Start of ITEMS

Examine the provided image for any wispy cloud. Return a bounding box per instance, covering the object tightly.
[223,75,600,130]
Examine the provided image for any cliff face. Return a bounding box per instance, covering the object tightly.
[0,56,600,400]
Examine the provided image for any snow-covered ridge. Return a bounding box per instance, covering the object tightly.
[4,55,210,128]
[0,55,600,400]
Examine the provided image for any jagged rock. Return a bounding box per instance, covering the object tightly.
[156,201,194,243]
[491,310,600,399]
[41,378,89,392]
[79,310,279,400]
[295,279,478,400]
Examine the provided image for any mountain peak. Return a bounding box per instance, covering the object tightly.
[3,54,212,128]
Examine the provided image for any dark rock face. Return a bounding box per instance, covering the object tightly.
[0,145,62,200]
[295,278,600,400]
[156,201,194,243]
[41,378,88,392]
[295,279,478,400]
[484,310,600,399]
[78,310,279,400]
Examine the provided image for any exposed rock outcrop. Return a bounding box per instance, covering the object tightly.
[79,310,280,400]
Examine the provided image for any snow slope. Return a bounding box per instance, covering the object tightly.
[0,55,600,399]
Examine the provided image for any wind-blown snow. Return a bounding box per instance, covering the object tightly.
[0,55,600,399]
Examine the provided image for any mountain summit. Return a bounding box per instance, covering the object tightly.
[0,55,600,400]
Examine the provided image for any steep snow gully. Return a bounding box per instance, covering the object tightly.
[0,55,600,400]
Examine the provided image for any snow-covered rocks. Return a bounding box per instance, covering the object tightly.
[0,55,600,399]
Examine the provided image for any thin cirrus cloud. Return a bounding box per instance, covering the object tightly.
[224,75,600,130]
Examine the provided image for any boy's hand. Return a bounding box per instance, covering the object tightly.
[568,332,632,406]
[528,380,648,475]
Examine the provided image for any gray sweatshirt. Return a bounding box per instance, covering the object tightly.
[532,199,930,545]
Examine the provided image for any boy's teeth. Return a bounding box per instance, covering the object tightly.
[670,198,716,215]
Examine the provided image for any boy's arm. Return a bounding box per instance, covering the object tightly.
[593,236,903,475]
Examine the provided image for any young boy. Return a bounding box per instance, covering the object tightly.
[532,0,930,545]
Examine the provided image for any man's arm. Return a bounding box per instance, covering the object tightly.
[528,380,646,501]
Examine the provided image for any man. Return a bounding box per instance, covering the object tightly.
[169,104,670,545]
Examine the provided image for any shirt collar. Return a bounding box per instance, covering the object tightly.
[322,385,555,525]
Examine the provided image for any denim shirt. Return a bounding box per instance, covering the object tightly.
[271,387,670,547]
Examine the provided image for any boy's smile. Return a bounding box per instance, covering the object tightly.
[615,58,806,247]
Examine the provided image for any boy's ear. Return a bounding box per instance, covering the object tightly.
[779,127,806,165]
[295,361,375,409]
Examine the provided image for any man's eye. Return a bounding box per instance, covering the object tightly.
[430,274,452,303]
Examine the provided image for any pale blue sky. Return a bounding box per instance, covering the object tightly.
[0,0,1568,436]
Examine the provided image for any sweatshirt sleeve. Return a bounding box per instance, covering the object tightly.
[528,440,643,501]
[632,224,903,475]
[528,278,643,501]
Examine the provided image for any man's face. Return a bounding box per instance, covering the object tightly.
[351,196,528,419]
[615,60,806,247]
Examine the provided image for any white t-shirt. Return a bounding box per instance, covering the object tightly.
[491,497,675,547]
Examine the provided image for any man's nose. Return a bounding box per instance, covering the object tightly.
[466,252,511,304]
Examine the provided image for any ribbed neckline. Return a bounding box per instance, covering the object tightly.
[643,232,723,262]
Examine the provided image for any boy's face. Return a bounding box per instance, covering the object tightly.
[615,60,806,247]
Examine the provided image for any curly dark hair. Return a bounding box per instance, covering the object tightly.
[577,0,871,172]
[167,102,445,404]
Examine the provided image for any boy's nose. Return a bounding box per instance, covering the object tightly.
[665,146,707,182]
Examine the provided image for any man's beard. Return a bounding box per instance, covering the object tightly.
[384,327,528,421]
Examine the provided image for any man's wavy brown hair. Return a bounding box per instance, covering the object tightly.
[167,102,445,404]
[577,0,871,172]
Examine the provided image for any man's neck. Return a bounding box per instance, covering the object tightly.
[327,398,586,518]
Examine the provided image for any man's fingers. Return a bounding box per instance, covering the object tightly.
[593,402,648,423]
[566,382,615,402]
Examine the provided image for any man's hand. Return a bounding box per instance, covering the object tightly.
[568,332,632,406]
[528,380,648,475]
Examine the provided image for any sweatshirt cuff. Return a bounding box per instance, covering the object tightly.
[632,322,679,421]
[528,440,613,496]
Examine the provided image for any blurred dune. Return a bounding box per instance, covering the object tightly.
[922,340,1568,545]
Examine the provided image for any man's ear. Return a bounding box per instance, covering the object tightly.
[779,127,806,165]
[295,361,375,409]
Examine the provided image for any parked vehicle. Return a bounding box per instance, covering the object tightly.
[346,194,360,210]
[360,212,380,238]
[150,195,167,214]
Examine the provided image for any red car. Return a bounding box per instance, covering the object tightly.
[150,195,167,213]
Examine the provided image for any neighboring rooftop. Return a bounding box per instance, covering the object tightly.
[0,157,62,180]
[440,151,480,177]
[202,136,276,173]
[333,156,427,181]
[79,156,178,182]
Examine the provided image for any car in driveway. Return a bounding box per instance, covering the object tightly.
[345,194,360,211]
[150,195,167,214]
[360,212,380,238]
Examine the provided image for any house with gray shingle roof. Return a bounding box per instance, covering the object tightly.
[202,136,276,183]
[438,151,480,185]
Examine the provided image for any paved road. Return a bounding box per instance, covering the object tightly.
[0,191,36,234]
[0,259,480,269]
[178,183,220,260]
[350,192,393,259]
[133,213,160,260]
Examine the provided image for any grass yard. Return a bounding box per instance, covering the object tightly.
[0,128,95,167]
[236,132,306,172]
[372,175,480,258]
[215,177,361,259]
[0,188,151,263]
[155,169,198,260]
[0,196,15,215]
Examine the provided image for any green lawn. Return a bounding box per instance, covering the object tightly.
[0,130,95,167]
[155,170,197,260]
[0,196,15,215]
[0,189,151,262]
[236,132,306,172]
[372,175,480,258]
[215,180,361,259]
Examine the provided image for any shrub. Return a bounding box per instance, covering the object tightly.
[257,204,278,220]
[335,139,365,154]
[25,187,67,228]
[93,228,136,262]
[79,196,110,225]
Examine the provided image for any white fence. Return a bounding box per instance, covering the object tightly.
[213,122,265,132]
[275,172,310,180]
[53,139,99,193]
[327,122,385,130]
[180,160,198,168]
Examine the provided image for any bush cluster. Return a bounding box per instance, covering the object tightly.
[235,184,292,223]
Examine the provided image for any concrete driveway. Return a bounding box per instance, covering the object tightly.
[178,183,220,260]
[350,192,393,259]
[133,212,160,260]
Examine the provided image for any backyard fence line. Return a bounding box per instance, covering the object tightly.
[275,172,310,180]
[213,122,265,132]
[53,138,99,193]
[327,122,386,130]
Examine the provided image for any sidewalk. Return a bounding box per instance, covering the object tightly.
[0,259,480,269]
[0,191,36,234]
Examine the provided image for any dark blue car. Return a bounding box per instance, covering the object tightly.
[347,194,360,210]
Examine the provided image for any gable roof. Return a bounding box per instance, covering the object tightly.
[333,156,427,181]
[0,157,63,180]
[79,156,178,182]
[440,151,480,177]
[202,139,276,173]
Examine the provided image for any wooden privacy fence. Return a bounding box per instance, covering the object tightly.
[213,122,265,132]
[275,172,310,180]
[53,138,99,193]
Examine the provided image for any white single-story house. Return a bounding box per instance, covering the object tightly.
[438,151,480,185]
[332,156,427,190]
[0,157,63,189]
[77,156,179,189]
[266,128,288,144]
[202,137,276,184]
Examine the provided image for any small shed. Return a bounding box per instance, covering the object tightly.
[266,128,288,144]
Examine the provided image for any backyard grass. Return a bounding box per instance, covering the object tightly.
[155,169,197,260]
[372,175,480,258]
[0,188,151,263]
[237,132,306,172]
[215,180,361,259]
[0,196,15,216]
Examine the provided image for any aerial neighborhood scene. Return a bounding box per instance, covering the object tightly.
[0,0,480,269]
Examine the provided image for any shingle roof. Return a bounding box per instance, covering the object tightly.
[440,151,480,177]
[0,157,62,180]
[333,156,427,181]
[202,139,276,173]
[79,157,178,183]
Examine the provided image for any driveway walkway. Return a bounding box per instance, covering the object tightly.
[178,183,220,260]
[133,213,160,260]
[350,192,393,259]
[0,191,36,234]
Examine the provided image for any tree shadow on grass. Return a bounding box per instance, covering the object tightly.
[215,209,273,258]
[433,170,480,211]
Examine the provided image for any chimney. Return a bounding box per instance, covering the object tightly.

End of ITEMS

• [WHAT YOU WILL DO] Render the items from the line containing "Examine the provided image for any sidewalk." down to the line containing "[79,157,178,183]", both included, as a two-column CSV with the headers "prompt" and "boxes". Each item gets one row: its text goes under "prompt" and its answer under "boxes", with each field quoted and any line breaks replaced by spaces.

• [RESPONSE TO THIS EXERCISE]
prompt,boxes
"Examine the provided image for any sidewalk. Return a bounding box per instance, covering the object tightly.","[0,259,480,269] [0,191,36,234]"
"Examine the provided image for any dark blue car. Return a bounding box per instance, covering the object tightly.","[347,194,360,210]"
"Examine the provided image for any gable roof. Return a bounding box per instance, covering the object tightly.","[333,156,427,181] [0,157,63,180] [79,156,178,182] [440,151,480,177] [202,139,276,173]"
"Examine the provided image for any wooden privacy fence. Return a bounding box per instance, covering the object tightly.","[213,122,265,132] [275,172,310,180] [53,138,99,193]"
"Examine the provided image for any white single-story house. Return a bounding box per instance, covering the object tightly.","[438,151,480,185] [332,156,427,190] [0,157,63,189] [77,156,179,189] [266,128,288,144] [202,137,276,184]"
"Examine the provided image for any small shed. Return a bounding box per instance, covering the object tightly.","[266,128,288,144]"
"Examine the provided image for any backyard grass. Return a bounding box per instance, covering the object tightly.","[155,169,197,260] [372,175,480,258] [0,188,151,263] [237,132,306,172] [215,180,361,259] [0,196,15,216]"
"Examine the provided image for any aerial neighborhood scene. Return a bounding box per instance, covering the object tightly.","[0,0,480,269]"
"Examine the provided image for any shingle roof. Return a bounding box per instance, covering the object tightly.","[440,151,480,177] [0,157,62,180] [333,156,427,181] [202,139,276,173] [79,157,178,183]"